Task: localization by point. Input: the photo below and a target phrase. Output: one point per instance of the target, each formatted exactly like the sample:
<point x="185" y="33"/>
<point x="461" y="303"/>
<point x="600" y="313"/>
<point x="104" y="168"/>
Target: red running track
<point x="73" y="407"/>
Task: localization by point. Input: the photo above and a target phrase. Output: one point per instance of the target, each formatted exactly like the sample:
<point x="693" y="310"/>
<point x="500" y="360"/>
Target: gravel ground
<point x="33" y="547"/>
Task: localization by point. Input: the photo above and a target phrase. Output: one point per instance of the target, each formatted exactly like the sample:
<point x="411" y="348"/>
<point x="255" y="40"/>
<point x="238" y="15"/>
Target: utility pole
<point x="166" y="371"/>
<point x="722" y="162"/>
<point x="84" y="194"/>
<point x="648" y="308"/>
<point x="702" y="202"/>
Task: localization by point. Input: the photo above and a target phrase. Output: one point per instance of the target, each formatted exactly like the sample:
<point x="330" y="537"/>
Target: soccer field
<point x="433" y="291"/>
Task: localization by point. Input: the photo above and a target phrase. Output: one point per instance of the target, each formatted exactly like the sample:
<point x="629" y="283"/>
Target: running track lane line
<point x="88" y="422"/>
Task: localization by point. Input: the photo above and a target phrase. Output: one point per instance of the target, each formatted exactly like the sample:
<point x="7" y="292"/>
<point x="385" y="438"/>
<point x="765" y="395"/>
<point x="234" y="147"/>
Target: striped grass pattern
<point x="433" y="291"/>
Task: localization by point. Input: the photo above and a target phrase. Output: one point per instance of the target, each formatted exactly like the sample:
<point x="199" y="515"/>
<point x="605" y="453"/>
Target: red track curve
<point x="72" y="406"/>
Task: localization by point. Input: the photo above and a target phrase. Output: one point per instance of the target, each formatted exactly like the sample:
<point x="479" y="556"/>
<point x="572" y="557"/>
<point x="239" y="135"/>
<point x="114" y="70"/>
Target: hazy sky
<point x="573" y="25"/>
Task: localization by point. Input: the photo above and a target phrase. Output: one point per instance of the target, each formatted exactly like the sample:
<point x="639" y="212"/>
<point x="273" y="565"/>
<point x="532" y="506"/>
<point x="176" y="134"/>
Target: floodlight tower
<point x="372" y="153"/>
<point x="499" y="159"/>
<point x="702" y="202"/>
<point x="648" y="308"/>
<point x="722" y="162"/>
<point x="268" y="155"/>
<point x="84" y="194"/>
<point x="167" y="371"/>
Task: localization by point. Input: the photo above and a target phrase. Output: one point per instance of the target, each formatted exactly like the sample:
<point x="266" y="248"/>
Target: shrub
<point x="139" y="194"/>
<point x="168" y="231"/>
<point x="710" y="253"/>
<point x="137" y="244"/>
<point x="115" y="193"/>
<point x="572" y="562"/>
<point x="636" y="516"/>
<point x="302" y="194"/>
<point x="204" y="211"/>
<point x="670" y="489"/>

● **What to work on**: Copy the records word for word, beginning at their first line and stopping after the line that contains "Target: red running track". Set down only those lines.

● **Exercise solution**:
Task: localization by point. Input: the photo below and a target phrase. Output: one point per instance of the target, each formatted exactly like the sample:
<point x="185" y="33"/>
<point x="461" y="303"/>
<point x="600" y="313"/>
<point x="104" y="168"/>
Target: red running track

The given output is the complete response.